Problem statement
Word for word, restate the records that appear below.

Available records

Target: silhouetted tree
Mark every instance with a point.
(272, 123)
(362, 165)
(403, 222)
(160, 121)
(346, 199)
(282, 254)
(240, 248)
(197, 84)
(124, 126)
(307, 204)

Solution to this problem
Target: silhouetted tree
Mark every instance with a point.
(272, 123)
(362, 165)
(403, 222)
(160, 121)
(346, 199)
(282, 254)
(240, 248)
(197, 84)
(124, 126)
(307, 204)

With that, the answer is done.